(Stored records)
################

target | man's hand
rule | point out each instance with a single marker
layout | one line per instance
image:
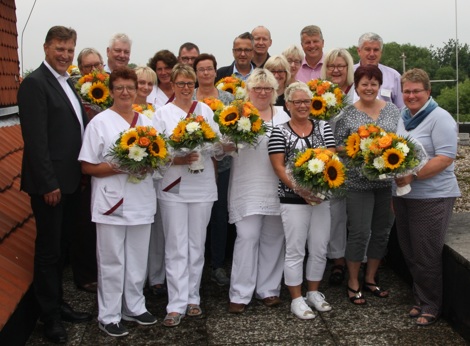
(52, 198)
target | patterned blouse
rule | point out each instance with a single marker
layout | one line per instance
(285, 141)
(348, 123)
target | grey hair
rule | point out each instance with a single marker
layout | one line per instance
(297, 86)
(370, 37)
(262, 75)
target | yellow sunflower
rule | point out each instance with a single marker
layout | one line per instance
(229, 116)
(334, 173)
(158, 147)
(207, 131)
(256, 126)
(318, 106)
(393, 158)
(353, 144)
(98, 92)
(129, 138)
(304, 157)
(229, 87)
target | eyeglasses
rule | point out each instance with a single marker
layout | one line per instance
(204, 69)
(98, 65)
(295, 62)
(258, 90)
(120, 88)
(242, 50)
(412, 92)
(181, 85)
(298, 103)
(338, 67)
(187, 59)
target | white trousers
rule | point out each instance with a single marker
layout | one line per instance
(156, 261)
(305, 224)
(339, 219)
(184, 225)
(121, 252)
(258, 258)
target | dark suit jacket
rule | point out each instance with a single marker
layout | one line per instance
(51, 134)
(226, 71)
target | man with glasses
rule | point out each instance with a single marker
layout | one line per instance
(118, 52)
(311, 38)
(243, 54)
(369, 48)
(188, 53)
(262, 42)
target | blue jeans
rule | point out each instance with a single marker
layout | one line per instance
(219, 221)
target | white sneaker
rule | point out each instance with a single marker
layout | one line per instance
(317, 300)
(300, 309)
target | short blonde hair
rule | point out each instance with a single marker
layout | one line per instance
(258, 76)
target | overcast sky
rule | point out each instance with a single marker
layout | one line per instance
(155, 25)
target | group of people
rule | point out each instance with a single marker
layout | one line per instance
(155, 231)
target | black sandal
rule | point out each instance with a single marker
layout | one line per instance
(337, 274)
(357, 296)
(378, 292)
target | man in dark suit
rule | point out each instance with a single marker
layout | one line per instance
(52, 122)
(242, 53)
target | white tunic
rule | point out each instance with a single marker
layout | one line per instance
(199, 187)
(139, 204)
(253, 183)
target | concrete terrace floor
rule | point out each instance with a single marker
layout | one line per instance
(380, 322)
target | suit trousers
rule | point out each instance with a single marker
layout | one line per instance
(122, 253)
(305, 224)
(54, 229)
(185, 227)
(156, 261)
(258, 258)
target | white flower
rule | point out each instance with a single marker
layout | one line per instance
(148, 113)
(403, 148)
(244, 124)
(379, 163)
(365, 143)
(192, 127)
(137, 153)
(240, 93)
(316, 166)
(85, 88)
(330, 99)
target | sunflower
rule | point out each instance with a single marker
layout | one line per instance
(393, 158)
(353, 145)
(229, 87)
(304, 157)
(229, 116)
(334, 173)
(318, 106)
(256, 126)
(207, 131)
(158, 148)
(98, 92)
(128, 139)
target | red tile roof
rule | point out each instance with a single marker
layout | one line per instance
(17, 225)
(9, 62)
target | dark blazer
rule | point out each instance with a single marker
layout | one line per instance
(51, 134)
(226, 71)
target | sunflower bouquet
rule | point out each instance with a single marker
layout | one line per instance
(240, 123)
(318, 171)
(94, 88)
(138, 151)
(193, 134)
(328, 99)
(233, 85)
(145, 109)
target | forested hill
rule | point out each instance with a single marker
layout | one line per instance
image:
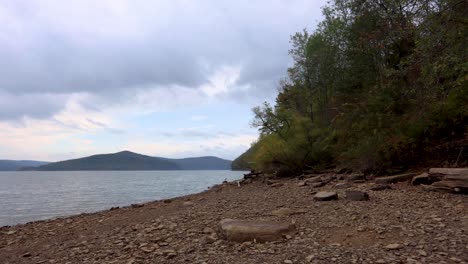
(378, 86)
(127, 160)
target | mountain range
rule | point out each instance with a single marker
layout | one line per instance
(124, 160)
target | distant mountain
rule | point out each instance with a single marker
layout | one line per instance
(14, 165)
(202, 163)
(127, 160)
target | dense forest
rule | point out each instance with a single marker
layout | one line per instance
(379, 86)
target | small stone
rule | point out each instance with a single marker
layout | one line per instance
(422, 253)
(208, 230)
(260, 231)
(187, 203)
(381, 187)
(302, 184)
(393, 246)
(342, 185)
(326, 196)
(276, 185)
(357, 196)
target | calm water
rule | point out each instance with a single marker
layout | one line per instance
(29, 196)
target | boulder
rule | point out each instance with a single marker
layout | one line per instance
(423, 178)
(248, 230)
(356, 196)
(326, 196)
(355, 177)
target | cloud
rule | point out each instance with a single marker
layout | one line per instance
(199, 117)
(113, 48)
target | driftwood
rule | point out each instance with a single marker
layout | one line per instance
(395, 178)
(453, 180)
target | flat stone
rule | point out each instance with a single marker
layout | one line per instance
(381, 187)
(326, 196)
(276, 185)
(284, 211)
(393, 246)
(357, 196)
(248, 230)
(342, 185)
(449, 171)
(355, 177)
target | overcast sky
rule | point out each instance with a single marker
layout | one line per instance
(163, 78)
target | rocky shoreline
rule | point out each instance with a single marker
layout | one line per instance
(396, 223)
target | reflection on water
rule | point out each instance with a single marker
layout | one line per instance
(29, 196)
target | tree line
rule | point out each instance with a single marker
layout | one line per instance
(380, 85)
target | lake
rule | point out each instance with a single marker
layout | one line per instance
(30, 195)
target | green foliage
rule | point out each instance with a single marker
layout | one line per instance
(377, 84)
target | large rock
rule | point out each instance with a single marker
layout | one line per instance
(325, 196)
(356, 196)
(260, 231)
(356, 177)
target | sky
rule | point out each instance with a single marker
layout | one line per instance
(168, 78)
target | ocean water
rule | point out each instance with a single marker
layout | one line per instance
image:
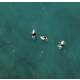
(22, 57)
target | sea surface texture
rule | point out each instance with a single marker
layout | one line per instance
(23, 57)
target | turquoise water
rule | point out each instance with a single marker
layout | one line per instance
(22, 57)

################

The request: In the copy, include all records verbatim but no images.

Full answer:
target | man's hand
rule | point out each instance with a single marker
layout | one line per instance
image:
(52, 198)
target | patterned blouse
rule | point out each instance with a single marker
layout | one line per instance
(285, 141)
(348, 123)
target | grey hair
rule | point out each instance with a single marker
layout | one line per instance
(297, 86)
(370, 37)
(262, 75)
target | yellow sunflower
rule | point out each instance with a single marker
layout | one line per instance
(229, 116)
(334, 173)
(158, 147)
(207, 131)
(256, 126)
(318, 106)
(393, 158)
(353, 144)
(98, 92)
(129, 138)
(304, 157)
(229, 87)
target | eyeglasses
rule | point out each instance with a single marker
layout | one line per instance
(204, 69)
(98, 65)
(295, 62)
(258, 90)
(120, 88)
(242, 50)
(412, 92)
(181, 85)
(298, 103)
(338, 67)
(187, 59)
target | white trousers
rule | point out each instance with a single marker
layout | one line per instance
(156, 261)
(305, 224)
(339, 219)
(184, 225)
(121, 252)
(258, 258)
target | dark suit jacket
rule | point out each instance with a single marker
layout | one line per instance
(51, 134)
(226, 71)
target | man with glasses
rule | point out each instance with a single marker
layout | one line per instance
(118, 52)
(311, 38)
(243, 54)
(369, 48)
(188, 53)
(262, 42)
target | blue jeans
rule | point out each instance with a single marker
layout | one line per instance
(219, 221)
target | white sneaker
rule | point out each instance with a single marker
layout | one line per instance
(317, 300)
(300, 309)
target | short blonde hair
rule | point out each instance with a single marker
layout | one line per instance
(258, 76)
target | overcast sky
rule | point out each instance with a single marker
layout | one line per instance
(155, 25)
target | group of people
rule | point out each instance with a single marker
layout | one line per instance
(155, 231)
target | black sandal
rule | point out each instance with a single marker
layout | one line per instance
(337, 274)
(357, 296)
(378, 292)
target | man in dark suit
rule | point out each instance with a single marker
layout | one line per instance
(52, 122)
(242, 53)
target | white tunic
rule | point out each instance with a single marker
layout | one line per instance
(199, 187)
(139, 204)
(253, 183)
target | concrete terrace floor
rule | point out each instance with a single marker
layout | one line per instance
(380, 322)
target | suit trousers
rule | point out each instance with a single marker
layout | one line per instance
(122, 253)
(305, 224)
(54, 229)
(185, 227)
(156, 261)
(258, 258)
target | white flower
rule | point out each instance with a single marker
layout | one line per instance
(148, 113)
(403, 148)
(244, 124)
(379, 163)
(365, 143)
(192, 127)
(137, 153)
(240, 93)
(316, 166)
(85, 88)
(330, 99)
target | sunflower
rule | point out each instance with a single marker
layout | one line per instance
(393, 158)
(353, 145)
(229, 87)
(304, 157)
(229, 116)
(334, 173)
(318, 106)
(256, 126)
(207, 131)
(158, 148)
(98, 92)
(128, 139)
target | red tile roof
rule | point out each instance with a single marker
layout | one line per instance
(17, 225)
(9, 62)
target | dark blazer
rule | point out each instance with a single marker
layout | one line per instance
(51, 134)
(226, 71)
target | sunflower bouquet
rule | point out each instance with a single marker
layout | one line per instance
(240, 123)
(318, 171)
(94, 88)
(138, 151)
(193, 134)
(328, 99)
(233, 85)
(145, 109)
target | forested hill
rule | point out each instance with a single marker
layout | one line per instance
image:
(378, 86)
(127, 160)
target | mountain range
rule | point out each instance with a single marker
layout | one line per instance
(124, 160)
target | distant mountain
rule | point out each instance with a single marker
layout | one line per instance
(14, 165)
(202, 163)
(127, 160)
target | dense forest
rule | point out each instance with a single marker
layout | one line per instance
(379, 86)
target | small stone
rule | point out each instance with a single marker
layout | one line per instance
(422, 253)
(208, 230)
(260, 231)
(187, 203)
(381, 187)
(302, 184)
(393, 246)
(342, 185)
(326, 196)
(276, 185)
(357, 196)
target | calm water
rule | point out each instance with a single marker
layout | one line per instance
(29, 196)
target | boulder
rule | point out each instance with a single marker
layout | one line per instance
(423, 178)
(248, 230)
(356, 196)
(326, 196)
(355, 177)
target | cloud
rule | point out each instance with a single marker
layout | one line per instance
(199, 117)
(113, 48)
target | driftwood
rule | point out each instance with a single marker
layout | one line per instance
(395, 178)
(453, 180)
target | flat stone
rule | point out each instance with a single marker
layout | one line per instance
(381, 187)
(326, 196)
(276, 185)
(284, 211)
(393, 246)
(357, 196)
(248, 230)
(342, 185)
(449, 171)
(355, 177)
target | overcast sky
rule | point out each instance with a single marker
layout | one line per instance
(163, 78)
target | rocky shoreline
rule | point out each instance with a single marker
layout | one line per instance
(396, 223)
target | reflection on water
rule | point out each instance with a single marker
layout | one line per instance
(29, 196)
target | tree line
rule | point out each instance with a single marker
layout | one line per instance
(380, 85)
target | lake
rule | point out each instance with a single marker
layout | one line per instance
(30, 195)
target | green foliage
rule | point out each instance with a single marker
layout | one line per instance
(377, 84)
target | large rock
rule | point out each instance with a single marker
layout | one line per instance
(325, 196)
(356, 196)
(260, 231)
(356, 177)
target | sky
rule | point out each instance with a single marker
layout | one line per instance
(168, 78)
target | ocean water
rule | point out each instance with a single marker
layout | one line per instance
image:
(22, 57)
target | sea surface texture
rule | point out each instance with a single marker
layout | one line per instance
(23, 57)
target | turquoise water
rule | point out each instance with a single marker
layout | one line per instance
(22, 57)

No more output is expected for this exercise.